Records taken from a dataset:
=-=-=
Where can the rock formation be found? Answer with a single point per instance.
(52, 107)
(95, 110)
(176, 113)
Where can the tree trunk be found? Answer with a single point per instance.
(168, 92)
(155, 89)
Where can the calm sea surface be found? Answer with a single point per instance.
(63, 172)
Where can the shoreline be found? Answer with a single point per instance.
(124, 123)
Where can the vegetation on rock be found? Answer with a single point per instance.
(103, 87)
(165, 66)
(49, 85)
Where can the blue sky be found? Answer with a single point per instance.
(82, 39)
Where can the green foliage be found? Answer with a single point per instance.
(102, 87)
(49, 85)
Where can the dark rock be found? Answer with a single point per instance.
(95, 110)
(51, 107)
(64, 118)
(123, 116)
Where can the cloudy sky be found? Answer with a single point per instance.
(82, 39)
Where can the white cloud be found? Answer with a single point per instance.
=-=-=
### EXERCISE DIRECTIONS
Reproduce every one of the records above word for word, keeping each line as it appears.

### OUTPUT OF THE TASK
Where can the rock formation be found? Answer with a single point per instance.
(52, 107)
(95, 110)
(176, 113)
Where can the tree trunk be found? Answer with a single point per instance.
(168, 92)
(155, 89)
Where can the calm sea surface be found? Answer with a single point per instance.
(63, 172)
Where can the shoreline be found? Answer with a single point per instance.
(124, 123)
Where can the vegetation on rock be found? Answer with a single point per instance.
(103, 87)
(165, 66)
(49, 85)
Where can the blue sky be found? Answer with a single point per instance.
(82, 39)
Where can the green foliage be found? Answer with a single point per instance.
(102, 87)
(49, 85)
Where can the dark rock be found? Answer with a single point per instance.
(95, 110)
(51, 107)
(64, 118)
(123, 116)
Where can the cloudy sky be found? Answer with a single point per instance.
(82, 39)
Where can the white cloud be found? Answer with a single point per instance.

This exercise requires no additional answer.